Stated problem » In the items below, rewrite everything from the line containing "where the mustard" down to the line containing "407, 88, 619, 153", both included, as a Markdown table with the columns Row and Line. Give one line per row, number the rows in order, and leave out blank lines.

Raw data »
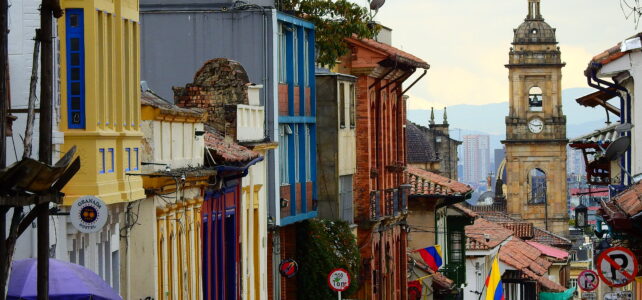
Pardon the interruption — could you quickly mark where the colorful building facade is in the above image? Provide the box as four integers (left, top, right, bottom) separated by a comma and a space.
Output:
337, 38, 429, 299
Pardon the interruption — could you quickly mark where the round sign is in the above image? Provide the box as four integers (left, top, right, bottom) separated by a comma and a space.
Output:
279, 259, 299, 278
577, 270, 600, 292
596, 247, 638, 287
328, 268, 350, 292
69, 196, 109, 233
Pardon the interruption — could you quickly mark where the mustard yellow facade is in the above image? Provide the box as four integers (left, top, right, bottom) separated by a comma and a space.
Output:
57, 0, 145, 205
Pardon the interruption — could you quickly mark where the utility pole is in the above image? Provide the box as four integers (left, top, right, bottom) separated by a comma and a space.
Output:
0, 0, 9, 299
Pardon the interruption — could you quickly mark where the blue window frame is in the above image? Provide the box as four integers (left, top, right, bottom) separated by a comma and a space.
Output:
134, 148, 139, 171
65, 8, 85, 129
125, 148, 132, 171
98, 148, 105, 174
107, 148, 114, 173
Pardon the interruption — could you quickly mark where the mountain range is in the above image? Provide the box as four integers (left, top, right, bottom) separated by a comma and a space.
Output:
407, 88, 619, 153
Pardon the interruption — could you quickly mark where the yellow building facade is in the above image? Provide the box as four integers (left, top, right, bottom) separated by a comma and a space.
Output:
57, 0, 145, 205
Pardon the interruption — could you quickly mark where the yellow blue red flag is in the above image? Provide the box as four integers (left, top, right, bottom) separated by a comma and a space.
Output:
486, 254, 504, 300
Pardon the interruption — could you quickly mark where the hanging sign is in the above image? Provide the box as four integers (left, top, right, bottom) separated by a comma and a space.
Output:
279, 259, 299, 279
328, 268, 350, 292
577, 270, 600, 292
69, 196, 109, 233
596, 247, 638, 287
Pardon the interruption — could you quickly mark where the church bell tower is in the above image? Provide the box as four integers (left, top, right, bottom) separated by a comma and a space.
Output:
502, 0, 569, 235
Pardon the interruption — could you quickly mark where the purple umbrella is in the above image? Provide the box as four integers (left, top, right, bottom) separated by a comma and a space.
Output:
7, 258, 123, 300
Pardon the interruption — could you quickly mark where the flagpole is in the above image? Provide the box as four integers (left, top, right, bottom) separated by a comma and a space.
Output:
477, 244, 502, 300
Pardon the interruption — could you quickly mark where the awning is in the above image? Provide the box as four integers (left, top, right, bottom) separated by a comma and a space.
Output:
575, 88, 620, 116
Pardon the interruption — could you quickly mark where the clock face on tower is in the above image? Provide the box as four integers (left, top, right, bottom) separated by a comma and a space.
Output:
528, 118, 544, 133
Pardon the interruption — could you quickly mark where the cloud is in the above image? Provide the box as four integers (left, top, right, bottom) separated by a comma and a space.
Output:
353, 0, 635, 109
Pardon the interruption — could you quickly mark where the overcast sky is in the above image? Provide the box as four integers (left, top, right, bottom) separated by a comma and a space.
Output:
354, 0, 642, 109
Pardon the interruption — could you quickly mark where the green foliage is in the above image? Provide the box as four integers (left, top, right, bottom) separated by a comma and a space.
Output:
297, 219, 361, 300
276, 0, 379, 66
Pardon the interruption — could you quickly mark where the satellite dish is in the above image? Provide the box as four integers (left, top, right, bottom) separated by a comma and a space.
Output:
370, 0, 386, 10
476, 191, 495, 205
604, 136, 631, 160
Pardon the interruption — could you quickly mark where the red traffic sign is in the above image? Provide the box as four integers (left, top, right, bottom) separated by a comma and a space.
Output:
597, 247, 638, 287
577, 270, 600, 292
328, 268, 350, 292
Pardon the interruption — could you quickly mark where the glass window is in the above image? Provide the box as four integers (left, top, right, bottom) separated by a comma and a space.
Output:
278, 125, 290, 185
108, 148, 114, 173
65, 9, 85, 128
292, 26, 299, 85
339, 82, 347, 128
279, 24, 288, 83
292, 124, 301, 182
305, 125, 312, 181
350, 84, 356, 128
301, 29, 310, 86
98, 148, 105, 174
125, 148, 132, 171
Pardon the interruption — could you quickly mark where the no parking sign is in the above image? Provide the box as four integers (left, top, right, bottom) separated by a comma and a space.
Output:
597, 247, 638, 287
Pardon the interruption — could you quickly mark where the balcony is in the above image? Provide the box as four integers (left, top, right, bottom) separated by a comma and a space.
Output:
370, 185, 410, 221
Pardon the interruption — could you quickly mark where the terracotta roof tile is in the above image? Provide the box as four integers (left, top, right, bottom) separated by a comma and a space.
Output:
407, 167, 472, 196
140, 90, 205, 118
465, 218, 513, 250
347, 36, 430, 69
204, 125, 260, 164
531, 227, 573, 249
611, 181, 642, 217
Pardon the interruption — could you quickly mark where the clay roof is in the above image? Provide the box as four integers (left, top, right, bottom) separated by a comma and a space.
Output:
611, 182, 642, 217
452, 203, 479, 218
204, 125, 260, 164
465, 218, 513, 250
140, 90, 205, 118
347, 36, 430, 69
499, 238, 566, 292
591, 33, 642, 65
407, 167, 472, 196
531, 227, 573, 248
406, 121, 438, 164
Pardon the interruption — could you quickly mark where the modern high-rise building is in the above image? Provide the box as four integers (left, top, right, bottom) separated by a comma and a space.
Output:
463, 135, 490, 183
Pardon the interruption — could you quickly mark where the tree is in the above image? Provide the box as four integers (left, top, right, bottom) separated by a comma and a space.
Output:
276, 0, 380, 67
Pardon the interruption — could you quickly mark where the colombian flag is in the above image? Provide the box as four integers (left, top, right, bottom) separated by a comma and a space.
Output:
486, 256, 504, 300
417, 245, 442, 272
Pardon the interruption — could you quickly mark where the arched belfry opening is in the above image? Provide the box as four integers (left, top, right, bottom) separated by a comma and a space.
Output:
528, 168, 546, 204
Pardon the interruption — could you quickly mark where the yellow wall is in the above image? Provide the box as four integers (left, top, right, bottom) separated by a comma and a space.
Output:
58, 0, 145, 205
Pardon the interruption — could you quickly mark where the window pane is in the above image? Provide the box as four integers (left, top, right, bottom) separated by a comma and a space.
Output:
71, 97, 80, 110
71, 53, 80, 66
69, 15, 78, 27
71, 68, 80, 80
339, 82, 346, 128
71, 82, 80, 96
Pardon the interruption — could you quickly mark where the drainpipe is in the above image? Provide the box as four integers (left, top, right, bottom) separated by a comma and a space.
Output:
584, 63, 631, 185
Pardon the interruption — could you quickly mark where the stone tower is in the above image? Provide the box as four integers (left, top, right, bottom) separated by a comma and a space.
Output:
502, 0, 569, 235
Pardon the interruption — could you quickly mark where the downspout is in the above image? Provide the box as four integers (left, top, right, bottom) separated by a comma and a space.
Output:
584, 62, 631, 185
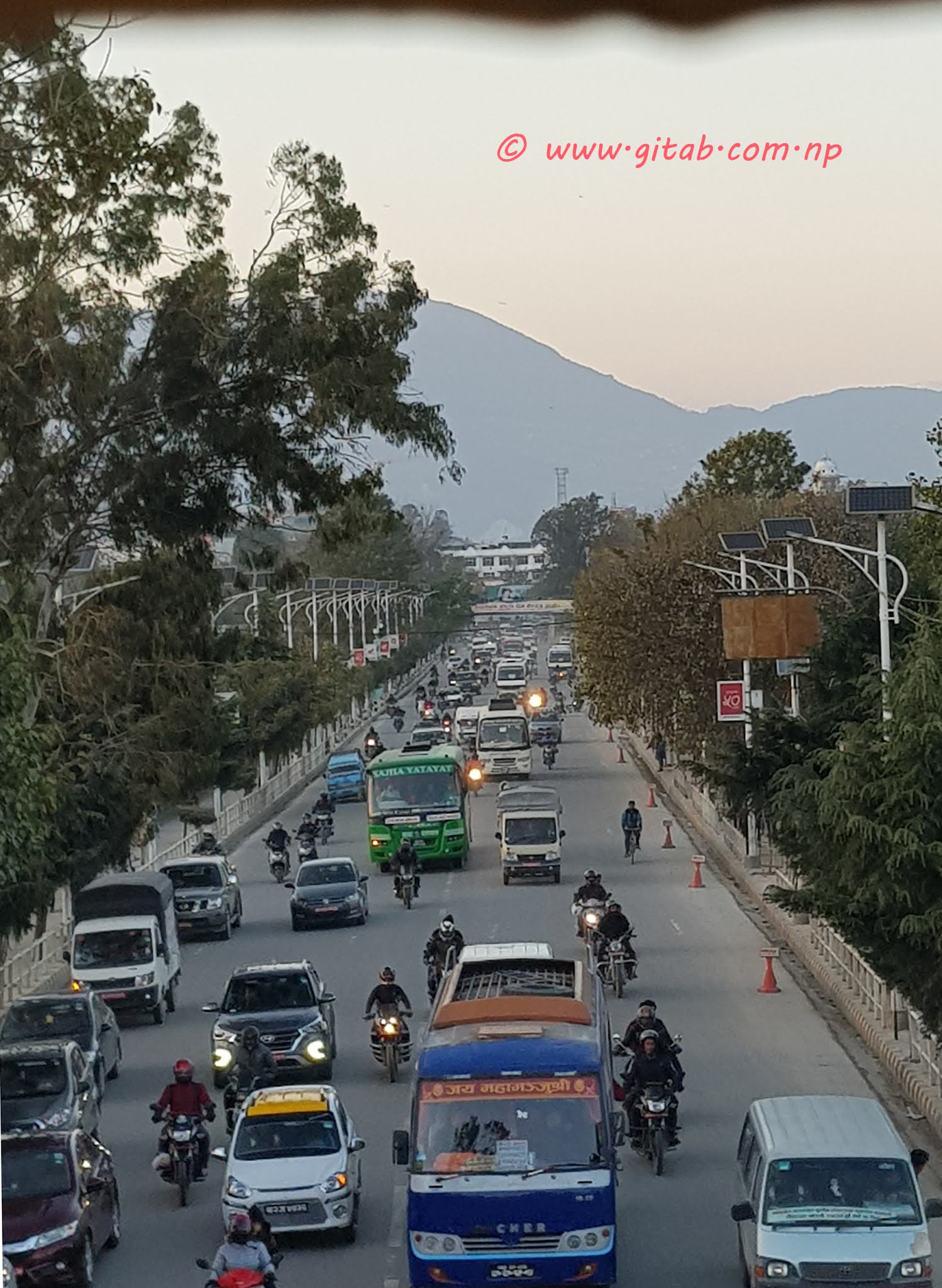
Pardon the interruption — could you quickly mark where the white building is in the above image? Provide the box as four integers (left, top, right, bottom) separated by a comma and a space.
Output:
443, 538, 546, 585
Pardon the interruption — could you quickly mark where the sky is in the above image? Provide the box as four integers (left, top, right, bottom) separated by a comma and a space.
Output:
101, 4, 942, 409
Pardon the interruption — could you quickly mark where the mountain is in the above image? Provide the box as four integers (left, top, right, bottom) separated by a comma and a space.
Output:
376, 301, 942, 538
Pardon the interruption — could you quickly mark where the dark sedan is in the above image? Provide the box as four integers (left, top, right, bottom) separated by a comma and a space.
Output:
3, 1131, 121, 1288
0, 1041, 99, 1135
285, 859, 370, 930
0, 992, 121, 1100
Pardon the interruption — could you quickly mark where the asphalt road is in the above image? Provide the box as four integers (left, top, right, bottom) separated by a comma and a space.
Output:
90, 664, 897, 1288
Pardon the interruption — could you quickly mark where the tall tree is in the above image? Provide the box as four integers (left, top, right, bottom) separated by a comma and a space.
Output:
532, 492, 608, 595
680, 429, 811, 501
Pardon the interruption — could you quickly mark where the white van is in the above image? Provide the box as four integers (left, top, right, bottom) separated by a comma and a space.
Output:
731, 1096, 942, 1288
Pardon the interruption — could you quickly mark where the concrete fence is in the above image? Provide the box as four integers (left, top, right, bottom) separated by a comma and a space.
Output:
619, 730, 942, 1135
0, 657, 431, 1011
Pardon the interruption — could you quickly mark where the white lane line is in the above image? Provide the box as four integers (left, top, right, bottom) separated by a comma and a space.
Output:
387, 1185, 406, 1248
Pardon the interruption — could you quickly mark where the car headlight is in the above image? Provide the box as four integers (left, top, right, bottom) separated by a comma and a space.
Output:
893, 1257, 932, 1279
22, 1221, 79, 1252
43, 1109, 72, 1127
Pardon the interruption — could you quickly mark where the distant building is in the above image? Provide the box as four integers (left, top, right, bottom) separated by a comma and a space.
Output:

In response »
| Row | Line |
|---|---|
| 1 | Pardon the interruption — could you quickly mark where the mustard yellow facade is in the above image? Provide the box as four integers (left, top, right, bottom) separated by a comma and a space. |
| 2 | Output: |
| 3 | 57, 0, 145, 205 |
| 4 | Pardon the interruption — could you quickly mark where the utility pole is in the above image? Provide the box as four integers (left, top, right, bottom) separated by a comma and a space. |
| 5 | Output: |
| 6 | 0, 0, 9, 299 |
| 7 | Pardon the interruption — could you quickly mark where the blue window frame is in the above image? Provide the box as four integers (left, top, right, bottom) separated by a comma and a space. |
| 8 | Output: |
| 9 | 134, 148, 139, 171 |
| 10 | 65, 8, 85, 129 |
| 11 | 125, 148, 132, 171 |
| 12 | 98, 148, 105, 174 |
| 13 | 107, 148, 114, 173 |
| 14 | Pardon the interruption — could you quickly mark where the mountain range is in the above image? Provide the box as four integers (left, top, right, bottom) separated by a comma and a space. |
| 15 | Output: |
| 16 | 407, 88, 619, 153 |